> _WHAT YOU SHOULD DO_
Report each line of the records below that contains the word "white".

-- begin GIVEN RECORDS --

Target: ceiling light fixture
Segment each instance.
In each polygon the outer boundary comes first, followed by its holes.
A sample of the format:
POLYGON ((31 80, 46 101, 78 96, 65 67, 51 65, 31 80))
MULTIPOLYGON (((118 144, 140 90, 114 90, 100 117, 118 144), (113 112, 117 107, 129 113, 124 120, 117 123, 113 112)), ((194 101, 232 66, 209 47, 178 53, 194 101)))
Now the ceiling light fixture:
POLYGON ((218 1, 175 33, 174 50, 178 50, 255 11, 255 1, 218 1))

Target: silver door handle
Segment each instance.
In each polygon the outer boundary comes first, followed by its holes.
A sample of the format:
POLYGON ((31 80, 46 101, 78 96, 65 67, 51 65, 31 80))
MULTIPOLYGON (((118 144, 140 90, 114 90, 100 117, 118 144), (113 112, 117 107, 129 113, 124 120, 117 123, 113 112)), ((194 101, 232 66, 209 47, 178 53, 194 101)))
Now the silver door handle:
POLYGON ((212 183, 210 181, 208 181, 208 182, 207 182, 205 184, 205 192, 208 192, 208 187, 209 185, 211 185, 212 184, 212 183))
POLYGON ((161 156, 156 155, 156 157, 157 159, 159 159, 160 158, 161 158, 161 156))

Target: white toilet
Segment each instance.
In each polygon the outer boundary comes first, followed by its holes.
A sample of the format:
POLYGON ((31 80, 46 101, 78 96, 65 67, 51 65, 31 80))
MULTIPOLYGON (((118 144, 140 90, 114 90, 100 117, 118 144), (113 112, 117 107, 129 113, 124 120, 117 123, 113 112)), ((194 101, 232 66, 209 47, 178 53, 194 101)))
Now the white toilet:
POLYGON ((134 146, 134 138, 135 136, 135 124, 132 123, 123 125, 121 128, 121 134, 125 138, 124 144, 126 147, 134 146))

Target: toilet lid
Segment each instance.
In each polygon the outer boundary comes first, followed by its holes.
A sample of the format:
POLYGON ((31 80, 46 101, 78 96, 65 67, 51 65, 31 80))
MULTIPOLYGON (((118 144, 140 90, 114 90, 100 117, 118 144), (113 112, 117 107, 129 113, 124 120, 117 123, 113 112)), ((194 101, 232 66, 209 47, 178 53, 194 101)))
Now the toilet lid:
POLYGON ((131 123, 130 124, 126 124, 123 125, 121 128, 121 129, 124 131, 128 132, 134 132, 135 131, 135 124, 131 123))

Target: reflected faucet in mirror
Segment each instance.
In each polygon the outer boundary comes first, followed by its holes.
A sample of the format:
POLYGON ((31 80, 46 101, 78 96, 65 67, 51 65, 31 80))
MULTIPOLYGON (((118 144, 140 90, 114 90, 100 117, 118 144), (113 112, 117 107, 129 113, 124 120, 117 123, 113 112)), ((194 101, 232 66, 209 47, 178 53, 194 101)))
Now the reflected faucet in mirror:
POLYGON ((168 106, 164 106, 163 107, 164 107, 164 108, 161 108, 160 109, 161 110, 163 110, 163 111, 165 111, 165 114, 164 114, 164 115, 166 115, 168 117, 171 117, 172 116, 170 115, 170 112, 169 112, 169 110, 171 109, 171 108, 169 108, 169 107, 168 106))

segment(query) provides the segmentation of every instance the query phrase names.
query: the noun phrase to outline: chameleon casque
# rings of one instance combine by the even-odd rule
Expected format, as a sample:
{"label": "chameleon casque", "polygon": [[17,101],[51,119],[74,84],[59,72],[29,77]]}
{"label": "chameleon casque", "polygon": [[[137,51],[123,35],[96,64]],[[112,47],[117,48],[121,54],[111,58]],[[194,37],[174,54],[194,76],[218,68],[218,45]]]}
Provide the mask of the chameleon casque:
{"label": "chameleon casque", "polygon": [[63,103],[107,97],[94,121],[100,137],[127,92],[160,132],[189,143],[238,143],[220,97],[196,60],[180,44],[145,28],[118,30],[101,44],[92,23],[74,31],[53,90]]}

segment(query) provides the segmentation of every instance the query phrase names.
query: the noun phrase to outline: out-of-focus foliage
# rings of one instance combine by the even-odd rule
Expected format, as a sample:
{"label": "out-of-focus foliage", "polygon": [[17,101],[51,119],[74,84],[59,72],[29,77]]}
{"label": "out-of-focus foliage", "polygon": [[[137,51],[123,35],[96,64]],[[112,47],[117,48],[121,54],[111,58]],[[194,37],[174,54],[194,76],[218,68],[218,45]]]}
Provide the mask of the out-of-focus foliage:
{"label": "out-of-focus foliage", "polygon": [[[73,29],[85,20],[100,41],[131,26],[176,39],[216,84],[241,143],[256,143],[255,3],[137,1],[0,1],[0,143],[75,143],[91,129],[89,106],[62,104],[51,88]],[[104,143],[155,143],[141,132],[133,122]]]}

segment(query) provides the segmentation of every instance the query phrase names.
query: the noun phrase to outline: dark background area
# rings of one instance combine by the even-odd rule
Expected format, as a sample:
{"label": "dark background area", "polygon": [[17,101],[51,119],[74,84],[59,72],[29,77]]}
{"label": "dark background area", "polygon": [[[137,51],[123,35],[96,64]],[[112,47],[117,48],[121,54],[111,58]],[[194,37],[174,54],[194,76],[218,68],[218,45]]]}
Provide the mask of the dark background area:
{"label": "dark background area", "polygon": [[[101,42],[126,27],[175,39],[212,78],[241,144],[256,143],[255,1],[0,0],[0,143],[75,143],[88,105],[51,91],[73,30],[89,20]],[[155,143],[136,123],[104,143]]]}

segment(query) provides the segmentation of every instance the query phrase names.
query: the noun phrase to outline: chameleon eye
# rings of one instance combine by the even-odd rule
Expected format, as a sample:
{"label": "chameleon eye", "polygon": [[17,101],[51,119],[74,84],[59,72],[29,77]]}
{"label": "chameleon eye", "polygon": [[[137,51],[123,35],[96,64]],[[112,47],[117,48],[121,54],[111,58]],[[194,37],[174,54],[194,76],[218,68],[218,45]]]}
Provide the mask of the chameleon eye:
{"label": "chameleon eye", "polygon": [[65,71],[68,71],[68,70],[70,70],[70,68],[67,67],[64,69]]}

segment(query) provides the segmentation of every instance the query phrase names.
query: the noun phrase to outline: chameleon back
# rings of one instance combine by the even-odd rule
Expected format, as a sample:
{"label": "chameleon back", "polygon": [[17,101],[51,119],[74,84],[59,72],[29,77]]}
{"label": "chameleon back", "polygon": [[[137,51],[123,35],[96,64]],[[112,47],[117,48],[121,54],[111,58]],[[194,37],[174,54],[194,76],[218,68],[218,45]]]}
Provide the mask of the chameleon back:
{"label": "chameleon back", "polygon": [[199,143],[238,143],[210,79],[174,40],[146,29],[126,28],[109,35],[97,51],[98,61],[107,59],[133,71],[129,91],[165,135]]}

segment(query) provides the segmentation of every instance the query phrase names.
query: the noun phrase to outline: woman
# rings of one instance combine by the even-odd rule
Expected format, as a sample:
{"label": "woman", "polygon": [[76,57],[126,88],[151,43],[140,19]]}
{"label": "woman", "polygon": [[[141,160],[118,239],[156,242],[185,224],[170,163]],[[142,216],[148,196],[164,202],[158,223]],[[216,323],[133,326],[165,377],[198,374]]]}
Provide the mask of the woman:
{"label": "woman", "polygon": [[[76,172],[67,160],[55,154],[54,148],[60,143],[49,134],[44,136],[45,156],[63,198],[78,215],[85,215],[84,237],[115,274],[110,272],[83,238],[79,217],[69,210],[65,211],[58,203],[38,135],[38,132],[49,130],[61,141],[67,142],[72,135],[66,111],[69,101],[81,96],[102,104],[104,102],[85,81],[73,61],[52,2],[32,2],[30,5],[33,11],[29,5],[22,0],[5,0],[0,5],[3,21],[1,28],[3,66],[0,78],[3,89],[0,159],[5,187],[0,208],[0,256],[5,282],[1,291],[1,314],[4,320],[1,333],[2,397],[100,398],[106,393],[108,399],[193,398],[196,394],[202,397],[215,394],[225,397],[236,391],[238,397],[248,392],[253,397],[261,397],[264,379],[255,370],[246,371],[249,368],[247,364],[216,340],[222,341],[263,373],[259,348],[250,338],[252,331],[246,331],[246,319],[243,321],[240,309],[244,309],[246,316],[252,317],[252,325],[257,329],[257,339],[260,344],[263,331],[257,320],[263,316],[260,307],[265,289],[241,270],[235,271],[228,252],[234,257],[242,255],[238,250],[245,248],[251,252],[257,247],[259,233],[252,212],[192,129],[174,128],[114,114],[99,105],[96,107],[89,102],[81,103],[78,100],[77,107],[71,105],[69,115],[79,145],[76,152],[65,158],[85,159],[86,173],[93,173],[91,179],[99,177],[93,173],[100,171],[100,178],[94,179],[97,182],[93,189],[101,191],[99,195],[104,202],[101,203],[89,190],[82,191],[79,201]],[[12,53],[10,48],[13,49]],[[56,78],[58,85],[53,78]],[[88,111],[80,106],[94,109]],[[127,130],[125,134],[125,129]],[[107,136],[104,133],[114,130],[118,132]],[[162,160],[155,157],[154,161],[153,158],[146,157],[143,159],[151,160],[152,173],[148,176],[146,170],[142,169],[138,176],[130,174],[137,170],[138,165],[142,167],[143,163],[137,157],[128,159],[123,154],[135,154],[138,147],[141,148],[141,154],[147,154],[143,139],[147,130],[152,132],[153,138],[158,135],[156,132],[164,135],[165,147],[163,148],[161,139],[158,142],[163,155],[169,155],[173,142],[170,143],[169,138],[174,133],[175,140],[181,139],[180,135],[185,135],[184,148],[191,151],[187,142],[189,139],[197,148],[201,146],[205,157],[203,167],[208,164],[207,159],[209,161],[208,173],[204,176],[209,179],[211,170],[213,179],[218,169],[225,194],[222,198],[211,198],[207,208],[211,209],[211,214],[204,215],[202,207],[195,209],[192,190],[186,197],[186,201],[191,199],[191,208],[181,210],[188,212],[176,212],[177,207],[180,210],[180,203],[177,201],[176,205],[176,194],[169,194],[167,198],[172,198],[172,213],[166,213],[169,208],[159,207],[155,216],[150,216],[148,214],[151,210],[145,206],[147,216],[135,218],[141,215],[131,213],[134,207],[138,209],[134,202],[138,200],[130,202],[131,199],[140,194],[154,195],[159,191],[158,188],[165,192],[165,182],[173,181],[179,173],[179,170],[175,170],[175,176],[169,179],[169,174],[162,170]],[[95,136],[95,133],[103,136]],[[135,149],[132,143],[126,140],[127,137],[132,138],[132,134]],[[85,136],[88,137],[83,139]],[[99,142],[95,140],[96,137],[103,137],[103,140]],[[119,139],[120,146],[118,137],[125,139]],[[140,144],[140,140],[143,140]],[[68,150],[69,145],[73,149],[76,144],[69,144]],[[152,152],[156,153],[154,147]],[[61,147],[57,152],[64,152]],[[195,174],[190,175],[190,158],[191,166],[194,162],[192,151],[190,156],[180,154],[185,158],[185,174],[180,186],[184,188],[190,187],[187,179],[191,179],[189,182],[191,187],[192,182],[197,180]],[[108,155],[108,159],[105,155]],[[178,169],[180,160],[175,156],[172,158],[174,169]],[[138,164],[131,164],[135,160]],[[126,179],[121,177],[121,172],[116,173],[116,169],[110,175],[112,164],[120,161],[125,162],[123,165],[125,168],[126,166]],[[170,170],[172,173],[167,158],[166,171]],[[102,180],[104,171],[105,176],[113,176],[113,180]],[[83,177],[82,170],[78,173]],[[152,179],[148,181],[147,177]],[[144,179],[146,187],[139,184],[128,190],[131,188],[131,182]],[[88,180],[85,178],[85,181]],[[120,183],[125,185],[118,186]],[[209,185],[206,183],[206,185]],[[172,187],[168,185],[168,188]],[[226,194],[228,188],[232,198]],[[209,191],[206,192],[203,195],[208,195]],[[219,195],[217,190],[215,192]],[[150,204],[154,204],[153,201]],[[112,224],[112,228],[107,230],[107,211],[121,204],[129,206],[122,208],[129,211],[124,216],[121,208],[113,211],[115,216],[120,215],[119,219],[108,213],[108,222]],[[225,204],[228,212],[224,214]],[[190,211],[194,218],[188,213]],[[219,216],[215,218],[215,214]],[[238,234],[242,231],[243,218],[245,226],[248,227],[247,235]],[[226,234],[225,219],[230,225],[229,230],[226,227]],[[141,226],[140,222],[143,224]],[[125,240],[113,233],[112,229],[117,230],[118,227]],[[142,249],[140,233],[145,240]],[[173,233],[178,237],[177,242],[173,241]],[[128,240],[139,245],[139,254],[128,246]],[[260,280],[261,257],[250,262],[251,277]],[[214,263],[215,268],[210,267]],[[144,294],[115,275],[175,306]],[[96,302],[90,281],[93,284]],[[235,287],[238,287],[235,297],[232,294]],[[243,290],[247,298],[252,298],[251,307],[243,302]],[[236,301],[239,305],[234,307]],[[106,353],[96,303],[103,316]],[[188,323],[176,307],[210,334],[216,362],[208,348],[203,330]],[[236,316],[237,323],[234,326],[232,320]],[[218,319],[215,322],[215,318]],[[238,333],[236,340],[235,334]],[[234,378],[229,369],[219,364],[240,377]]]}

-- end GIVEN RECORDS --

> _FINISHED TASK_
Target: white toilet
Now the white toilet:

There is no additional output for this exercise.